**Task to carry out**
Rewrite the records below, putting "polygon" wherever "outline" appears and leaving everything else as it is.

--- Data excerpts ---

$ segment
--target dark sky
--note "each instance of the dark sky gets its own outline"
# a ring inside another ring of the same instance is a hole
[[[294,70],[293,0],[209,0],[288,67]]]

---

**Complete response**
$ segment
--target dark sky
--note "each instance of the dark sky gets its own polygon"
# a ring inside another ring of the same instance is a hole
[[[294,70],[293,0],[209,0],[288,67]]]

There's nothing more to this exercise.